## Problem requirements
Copy the records below word for word, but leave the pictures out of your answer.

## Given entries
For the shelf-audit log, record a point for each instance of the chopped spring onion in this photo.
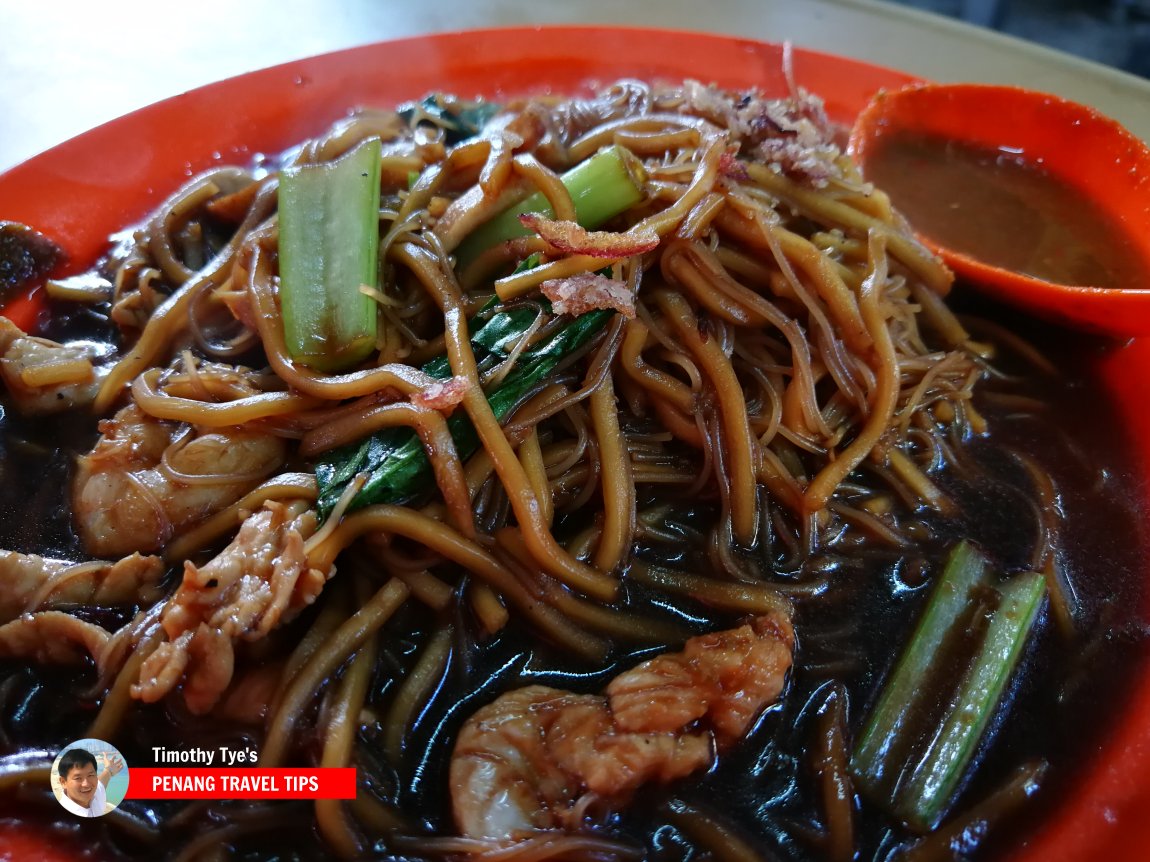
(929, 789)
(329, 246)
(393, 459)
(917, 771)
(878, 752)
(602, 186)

## Exercise response
For the shelf-audit log, record a point for each instance of the chopped spring onion in this photo.
(929, 789)
(329, 246)
(393, 459)
(917, 771)
(878, 752)
(602, 186)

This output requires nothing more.